* EXTRAIT CHOISI:
***
2. Complétion des travaux (C) : Cet indice reflète la constance et la persévérance de l'élève dans ses efforts. Il donne une idée de la régularité avec laquelle l'élève complète ses travaux, sa volonté de les reprendre pour s'améliorer ainsi que son respect des délais. Plus la complétion des travaux est élevée, plus l'apprentissage est favorisé encore une fois.

3. Performance littéracique (P) : Les résultats obtenus aux évaluations formatives donnent une indication de la maîtrise des compétences. L'atteinte des objectifs est évaluée en fonction de critères observables (structure, rigueur, plausibilité, nuance et qualité de la langue) qui tiennent compte de la structure observée des résultats d'apprentissage. L’élève ne reçoit pas de note chiffrée globale, mais une note par critère : I, D, M ou E (insuffisant, en développement, maitrisé et étendu). Plus la performance (en conjonction des critères) est élevée, plus la maitrise de la compétence est atteinte.

À partir de ces trois indices directs, compilés pour chacun des élèves dans un tableur , je suis en mesure de calculer des indices composites qui offrent d’autres informations :
Mobilisation (M) : Moyenne de l'assiduité et de la complétion des travaux.
Rendement (R) : Produit de la performance et de la complétion des travaux.
Engagement (E) : Produit pondéré de l'assiduité, de la complétion des travaux et de la performance.
Risque d'échec : Inverse de l’engagement.

Ces indices, bien qu'utiles, ont aussi leurs limites, car les corrélations n'impliquent pas nécessairement une causalité. De plus, des facteurs externes (problèmes personnels, santé, etc.) peuvent influencer ces indices sans refléter nécessairement l'engagement réel ou la compréhension réelle de l'élève. Cependant, ils permettent un éclairage nouveau sur sa situation.
J’insiste : ce système de monitorage n'a pas du tout la prétention d'atteindre une exactitude scientifique. Il est simplement utilisé comme un outil personnel pour guider des interventions pédagogiques. Les élèves ne sont pas informé·e·s de ce suivi détaillé. Les données sont traitées de manière confidentielle et utilisées uniquement dans le but d'améliorer l’enseignement et le soutien aux élèves.
***
Résumez l'extrait ci-dessus en deux phrases.

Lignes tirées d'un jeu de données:
***
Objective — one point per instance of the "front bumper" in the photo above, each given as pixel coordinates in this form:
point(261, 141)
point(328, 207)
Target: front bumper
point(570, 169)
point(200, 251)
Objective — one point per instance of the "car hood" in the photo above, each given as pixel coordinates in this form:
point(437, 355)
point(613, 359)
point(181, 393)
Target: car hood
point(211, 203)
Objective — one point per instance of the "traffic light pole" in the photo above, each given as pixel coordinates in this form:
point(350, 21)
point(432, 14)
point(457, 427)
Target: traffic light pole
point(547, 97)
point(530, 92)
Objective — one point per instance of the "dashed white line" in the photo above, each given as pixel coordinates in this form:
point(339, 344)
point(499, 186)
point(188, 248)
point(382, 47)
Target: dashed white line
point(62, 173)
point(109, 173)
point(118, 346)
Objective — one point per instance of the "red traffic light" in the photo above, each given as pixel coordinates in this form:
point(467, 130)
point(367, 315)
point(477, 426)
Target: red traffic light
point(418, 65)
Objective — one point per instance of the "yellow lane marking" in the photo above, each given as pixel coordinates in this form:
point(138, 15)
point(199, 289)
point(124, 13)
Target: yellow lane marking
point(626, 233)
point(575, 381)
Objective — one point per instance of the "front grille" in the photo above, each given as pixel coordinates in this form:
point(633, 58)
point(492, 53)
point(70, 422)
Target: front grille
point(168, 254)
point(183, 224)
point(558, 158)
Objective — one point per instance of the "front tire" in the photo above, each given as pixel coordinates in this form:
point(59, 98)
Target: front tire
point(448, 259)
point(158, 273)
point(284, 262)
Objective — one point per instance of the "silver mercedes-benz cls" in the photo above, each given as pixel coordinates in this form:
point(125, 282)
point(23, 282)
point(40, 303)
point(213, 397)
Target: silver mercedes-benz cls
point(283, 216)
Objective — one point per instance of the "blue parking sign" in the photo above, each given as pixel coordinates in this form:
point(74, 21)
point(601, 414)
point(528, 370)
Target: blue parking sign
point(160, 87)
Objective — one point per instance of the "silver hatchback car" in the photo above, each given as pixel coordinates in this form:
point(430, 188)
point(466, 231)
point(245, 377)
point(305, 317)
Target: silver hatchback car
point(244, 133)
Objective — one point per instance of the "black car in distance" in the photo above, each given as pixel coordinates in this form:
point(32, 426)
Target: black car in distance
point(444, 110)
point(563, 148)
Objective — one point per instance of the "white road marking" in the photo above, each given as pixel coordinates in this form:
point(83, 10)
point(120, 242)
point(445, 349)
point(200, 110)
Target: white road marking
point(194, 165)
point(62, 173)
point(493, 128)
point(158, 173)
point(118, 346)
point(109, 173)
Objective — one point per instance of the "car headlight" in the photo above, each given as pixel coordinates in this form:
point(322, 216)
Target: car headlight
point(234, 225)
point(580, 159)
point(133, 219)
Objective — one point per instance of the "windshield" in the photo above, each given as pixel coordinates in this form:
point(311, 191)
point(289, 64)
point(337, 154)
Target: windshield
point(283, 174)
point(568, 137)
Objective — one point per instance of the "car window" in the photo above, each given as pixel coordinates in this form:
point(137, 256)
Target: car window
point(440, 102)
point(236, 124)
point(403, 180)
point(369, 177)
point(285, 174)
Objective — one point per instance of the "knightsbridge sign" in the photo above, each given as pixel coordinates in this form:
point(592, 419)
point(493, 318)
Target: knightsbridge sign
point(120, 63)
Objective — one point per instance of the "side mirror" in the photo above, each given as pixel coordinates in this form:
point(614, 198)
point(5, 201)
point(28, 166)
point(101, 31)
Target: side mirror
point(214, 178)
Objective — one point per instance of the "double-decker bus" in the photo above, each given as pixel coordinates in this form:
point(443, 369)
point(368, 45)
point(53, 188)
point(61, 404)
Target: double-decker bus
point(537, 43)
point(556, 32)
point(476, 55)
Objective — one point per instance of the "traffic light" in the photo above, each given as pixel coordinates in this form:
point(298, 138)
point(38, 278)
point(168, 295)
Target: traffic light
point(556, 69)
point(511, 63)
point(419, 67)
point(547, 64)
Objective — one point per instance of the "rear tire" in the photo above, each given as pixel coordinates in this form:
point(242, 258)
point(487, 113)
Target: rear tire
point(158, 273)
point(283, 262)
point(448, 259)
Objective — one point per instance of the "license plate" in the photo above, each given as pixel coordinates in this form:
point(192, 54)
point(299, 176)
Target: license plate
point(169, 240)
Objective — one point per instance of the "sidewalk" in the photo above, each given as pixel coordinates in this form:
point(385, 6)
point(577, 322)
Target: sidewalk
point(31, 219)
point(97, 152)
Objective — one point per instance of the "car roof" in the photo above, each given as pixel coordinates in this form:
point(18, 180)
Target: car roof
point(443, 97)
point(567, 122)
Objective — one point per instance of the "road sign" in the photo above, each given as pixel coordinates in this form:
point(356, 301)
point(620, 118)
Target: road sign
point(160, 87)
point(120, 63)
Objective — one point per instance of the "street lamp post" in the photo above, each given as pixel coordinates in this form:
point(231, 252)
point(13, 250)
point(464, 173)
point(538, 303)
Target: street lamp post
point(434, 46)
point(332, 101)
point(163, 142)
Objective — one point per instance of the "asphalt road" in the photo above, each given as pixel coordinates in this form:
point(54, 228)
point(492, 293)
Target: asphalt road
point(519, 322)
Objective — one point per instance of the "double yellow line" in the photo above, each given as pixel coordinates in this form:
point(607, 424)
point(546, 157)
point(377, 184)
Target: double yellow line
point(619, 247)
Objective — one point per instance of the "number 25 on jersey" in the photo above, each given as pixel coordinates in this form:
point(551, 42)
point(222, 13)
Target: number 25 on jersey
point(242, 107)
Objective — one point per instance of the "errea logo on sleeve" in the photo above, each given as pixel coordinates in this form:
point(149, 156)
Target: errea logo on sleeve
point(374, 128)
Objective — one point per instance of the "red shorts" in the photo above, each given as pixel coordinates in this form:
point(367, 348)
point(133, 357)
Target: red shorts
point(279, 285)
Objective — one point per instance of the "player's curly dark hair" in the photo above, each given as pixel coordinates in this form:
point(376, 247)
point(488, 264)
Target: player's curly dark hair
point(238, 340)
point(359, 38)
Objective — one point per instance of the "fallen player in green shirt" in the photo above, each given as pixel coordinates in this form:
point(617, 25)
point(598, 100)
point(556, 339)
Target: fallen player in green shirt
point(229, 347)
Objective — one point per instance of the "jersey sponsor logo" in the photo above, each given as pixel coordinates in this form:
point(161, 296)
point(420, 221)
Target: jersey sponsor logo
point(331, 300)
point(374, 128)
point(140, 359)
***
* ZONE DE RÉPONSE:
L'extrait décrit la complétion des travaux et la performance littéracique, notée par critère (I, D, M ou E). À partir de ces indices et de l'assiduité, il calcule des indices composites (mobilisation, rendement, engagement et risque d'échec), qui ont leurs limites et servent d'outil personnel et confidentiel, sans prétention scientifique, pour guider les interventions pédagogiques.